## Task directions
Repeat every record below exactly as written.

Object pointing dataset rows
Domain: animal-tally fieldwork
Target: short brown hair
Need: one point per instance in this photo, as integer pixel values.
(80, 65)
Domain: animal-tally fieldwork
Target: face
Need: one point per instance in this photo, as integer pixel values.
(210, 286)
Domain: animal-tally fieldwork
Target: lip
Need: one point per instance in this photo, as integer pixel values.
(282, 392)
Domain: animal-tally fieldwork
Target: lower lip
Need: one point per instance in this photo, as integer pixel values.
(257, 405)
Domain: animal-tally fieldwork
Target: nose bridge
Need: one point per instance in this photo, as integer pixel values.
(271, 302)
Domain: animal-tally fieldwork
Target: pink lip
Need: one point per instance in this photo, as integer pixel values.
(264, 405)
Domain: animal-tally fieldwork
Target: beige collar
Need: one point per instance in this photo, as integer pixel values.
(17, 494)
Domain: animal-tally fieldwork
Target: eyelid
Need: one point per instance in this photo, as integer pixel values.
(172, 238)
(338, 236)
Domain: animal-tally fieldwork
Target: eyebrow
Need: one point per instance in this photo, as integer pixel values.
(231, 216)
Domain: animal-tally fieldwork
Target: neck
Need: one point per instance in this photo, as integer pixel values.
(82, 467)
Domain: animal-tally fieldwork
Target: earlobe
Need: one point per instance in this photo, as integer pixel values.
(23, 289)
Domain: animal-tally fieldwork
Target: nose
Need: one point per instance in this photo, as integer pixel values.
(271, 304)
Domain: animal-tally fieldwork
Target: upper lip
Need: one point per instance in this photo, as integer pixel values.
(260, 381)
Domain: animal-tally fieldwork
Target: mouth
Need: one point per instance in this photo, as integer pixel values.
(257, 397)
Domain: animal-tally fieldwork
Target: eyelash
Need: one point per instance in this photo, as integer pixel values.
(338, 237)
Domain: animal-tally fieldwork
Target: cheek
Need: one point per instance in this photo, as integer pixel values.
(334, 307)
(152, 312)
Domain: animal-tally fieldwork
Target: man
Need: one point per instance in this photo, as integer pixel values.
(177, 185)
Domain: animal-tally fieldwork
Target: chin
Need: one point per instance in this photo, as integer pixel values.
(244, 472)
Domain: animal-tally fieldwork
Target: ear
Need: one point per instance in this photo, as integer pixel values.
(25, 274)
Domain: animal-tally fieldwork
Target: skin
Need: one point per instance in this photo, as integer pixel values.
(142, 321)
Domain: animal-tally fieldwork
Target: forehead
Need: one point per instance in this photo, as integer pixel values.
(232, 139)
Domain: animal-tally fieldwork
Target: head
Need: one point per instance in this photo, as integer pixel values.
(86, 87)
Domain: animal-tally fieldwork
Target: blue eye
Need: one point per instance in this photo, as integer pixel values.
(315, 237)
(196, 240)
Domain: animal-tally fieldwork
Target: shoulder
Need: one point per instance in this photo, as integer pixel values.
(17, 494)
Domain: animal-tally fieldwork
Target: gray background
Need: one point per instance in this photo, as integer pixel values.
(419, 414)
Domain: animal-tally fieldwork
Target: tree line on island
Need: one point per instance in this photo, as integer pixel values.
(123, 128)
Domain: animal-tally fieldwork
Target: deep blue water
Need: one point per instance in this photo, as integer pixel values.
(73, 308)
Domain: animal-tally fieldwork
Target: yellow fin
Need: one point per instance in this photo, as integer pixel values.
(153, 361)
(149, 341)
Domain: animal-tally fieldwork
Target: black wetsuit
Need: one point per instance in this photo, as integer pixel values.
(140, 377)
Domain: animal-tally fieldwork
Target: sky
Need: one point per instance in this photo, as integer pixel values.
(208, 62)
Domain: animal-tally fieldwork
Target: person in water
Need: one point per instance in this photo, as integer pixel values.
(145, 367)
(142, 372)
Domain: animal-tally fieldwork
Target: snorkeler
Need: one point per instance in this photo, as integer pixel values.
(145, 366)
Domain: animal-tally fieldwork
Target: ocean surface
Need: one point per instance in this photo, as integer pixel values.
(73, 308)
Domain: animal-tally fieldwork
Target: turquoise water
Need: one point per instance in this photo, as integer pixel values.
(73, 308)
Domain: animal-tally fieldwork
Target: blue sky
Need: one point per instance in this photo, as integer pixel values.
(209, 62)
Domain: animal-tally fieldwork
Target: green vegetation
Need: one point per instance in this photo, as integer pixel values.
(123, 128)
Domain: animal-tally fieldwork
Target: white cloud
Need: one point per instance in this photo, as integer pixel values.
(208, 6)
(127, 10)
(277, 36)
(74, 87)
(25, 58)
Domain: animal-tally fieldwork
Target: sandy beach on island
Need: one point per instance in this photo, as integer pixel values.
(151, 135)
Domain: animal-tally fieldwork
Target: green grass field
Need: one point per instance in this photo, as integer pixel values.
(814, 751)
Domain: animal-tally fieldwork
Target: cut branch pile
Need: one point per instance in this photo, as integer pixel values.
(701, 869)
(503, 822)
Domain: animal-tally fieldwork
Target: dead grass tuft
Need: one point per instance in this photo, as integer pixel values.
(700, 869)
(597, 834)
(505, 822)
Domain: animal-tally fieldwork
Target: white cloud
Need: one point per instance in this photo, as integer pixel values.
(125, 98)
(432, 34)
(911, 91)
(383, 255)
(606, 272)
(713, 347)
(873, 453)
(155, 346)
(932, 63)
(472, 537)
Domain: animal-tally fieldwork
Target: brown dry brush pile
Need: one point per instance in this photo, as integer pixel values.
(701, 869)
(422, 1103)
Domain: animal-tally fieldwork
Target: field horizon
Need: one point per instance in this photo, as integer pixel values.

## Solution for this problem
Domain: animal-tally fieldwork
Target: short brown hair
Need: one point per instance in this photo, as integer pixel values.
(80, 65)
Domain: animal-tally fieldwork
Target: face
Need: one point per instance in this photo, as integer pixel values.
(210, 286)
Domain: animal-tally fieldwork
Target: lip
Need: one point per instance in this photo, as integer pixel values.
(282, 392)
Domain: animal-tally fieldwork
Target: lower lip
Need: one point per instance in this photo, as integer pixel values.
(257, 405)
Domain: animal-tally fieldwork
Target: nose bridge
Need: one point per instance in this photo, as integer pixel values.
(271, 302)
Domain: animal-tally fieldwork
Target: pink lip
Need: one point per instance in this photo, as integer pixel values.
(264, 405)
Domain: animal-tally fieldwork
Target: beige collar
Need: one point per instance in this photo, as integer pixel values.
(17, 494)
Domain: animal-tally fieldwork
Target: eyelid
Need: one point per instance in this photo, as integer pixel values.
(172, 238)
(338, 236)
Domain: animal-tally fieldwork
Target: eyebrow
Need: one point per instance in this photo, as integer pixel values.
(231, 216)
Domain: animal-tally fieldwork
Target: neck
Need: one point per instance in this photo, as integer pixel values.
(82, 467)
Domain: animal-tally fieldwork
Target: earlobe
Need: one point per instance in this photo, as integer pixel values.
(23, 289)
Domain: animal-tally fieldwork
Target: nose
Need: one point per instance in this photo, as integer pixel values.
(271, 304)
Domain: animal-tally fieldwork
Target: upper lip
Need: one point per instance in this photo, as integer pixel values.
(260, 381)
Domain: animal-tally fieldwork
Target: mouth
Need: one point per instance in this photo, as integer pixel values.
(257, 397)
Domain: animal-tally fieldwork
Target: eyelash
Need: one point per instance in this photo, as integer pixel values.
(338, 237)
Domain: animal-tally fieldwork
Target: cheek
Need: one point per instance in this photo, as integer pixel values.
(334, 307)
(152, 312)
Domain: animal-tally fieldwork
Target: man
Need: one point per instance in this photo, as integer pixel values.
(177, 185)
Domain: animal-tally fieldwork
Target: chin
Need: one point per instance in this photo, as integer pixel values.
(244, 472)
Domain: animal-tally fieldwork
Target: ear
Need: one point per instance in this photo, as integer pixel values.
(25, 274)
Domain: animal-tally fieldwork
Target: skin
Need: one point per instance in this photo, as integer pixel values.
(142, 321)
Domain: animal-tally fieldwork
Target: forehead
Need: one point per instance in this photo, as integer pixel values.
(232, 139)
Domain: animal-tally fieldwork
Target: head
Need: one point per instance in this photo, as integer pixel values.
(86, 87)
Domain: animal-tally fieldwork
Target: blue eye
Need: one point per instance in this photo, as integer pixel values.
(315, 237)
(196, 240)
Domain: animal-tally fieldwork
Target: shoulder
Need: one point per instance in this photo, as integer pixel values.
(17, 494)
Domain: animal-tally fieldwork
Target: gray background
Need: one point per instance in this photo, as integer pixel values.
(419, 414)
Domain: animal-tally fieldwork
Target: tree line on island
Need: one point per instance in this photo, as integer pixel values.
(123, 128)
Domain: animal-tally fieldwork
Target: deep blue water
Need: one point per instance in this photo, as integer pixel values.
(73, 308)
Domain: animal-tally fieldwork
Target: yellow fin
Need: one point per instance in this photo, as integer pixel values.
(153, 361)
(149, 341)
Domain: animal-tally fieldwork
Target: black wetsuit
Need: one point per instance in this photo, as integer pixel values.
(140, 377)
Domain: animal-tally fieldwork
Target: sky
Need: one point per instance in this photo, as integer pixel values.
(208, 62)
Domain: animal-tally fieldwork
Target: person in water
Need: one point per instance in this photo, as integer pixel values.
(145, 367)
(142, 372)
Domain: animal-tally fieldwork
Target: snorkeler
Need: one point per instance in this photo, as integer pixel values.
(145, 366)
Domain: animal-tally fieldwork
Target: ocean surface
Need: one point per instance in this photo, as integer pixel values.
(73, 308)
Domain: animal-tally fieldwork
Target: turquoise water
Need: one point per instance in this photo, as integer pixel values.
(73, 308)
Domain: animal-tally fieldwork
Target: blue sky
Need: one point per instance in this photo, as integer pixel values.
(209, 62)
Domain: animal-tally fieldwork
Target: green vegetation
Need: one point per instance in this photo, as integer pixel values.
(123, 128)
Domain: animal-tally fieldwork
Target: white cloud
Need: one point per instance in this photo, as integer pixel values.
(208, 6)
(127, 10)
(277, 36)
(74, 87)
(25, 58)
Domain: animal-tally fieldwork
Target: sandy beach on island
Need: one point per instance in this photo, as integer pixel values.
(151, 135)
Domain: animal-tally fieldwork
Target: green grass field
Need: one point per instance in this photo, as integer pixel values.
(814, 751)
Domain: animal-tally fieldwork
Target: cut branch pile
Need: one point per instance in this photo, as integer pixel values.
(701, 869)
(503, 822)
Domain: animal-tally fieldwork
Target: dead grass tuft
Need: one point per instance in this photo, as integer pixel values.
(700, 869)
(597, 834)
(505, 822)
Domain: animal-tally fieldwork
Target: white cloud
Need: one point per instance in this photo, as integer pixel values.
(125, 98)
(432, 34)
(911, 91)
(383, 255)
(606, 272)
(713, 347)
(873, 453)
(155, 346)
(932, 63)
(472, 537)
Domain: animal-tally fieldwork
Target: brown dry brush pile
Need: one point per instance in this photo, as integer pixel values.
(701, 869)
(422, 1103)
Domain: animal-tally fieldwork
Target: field horizon
Need: one point per instance in this photo, as integer pixel values.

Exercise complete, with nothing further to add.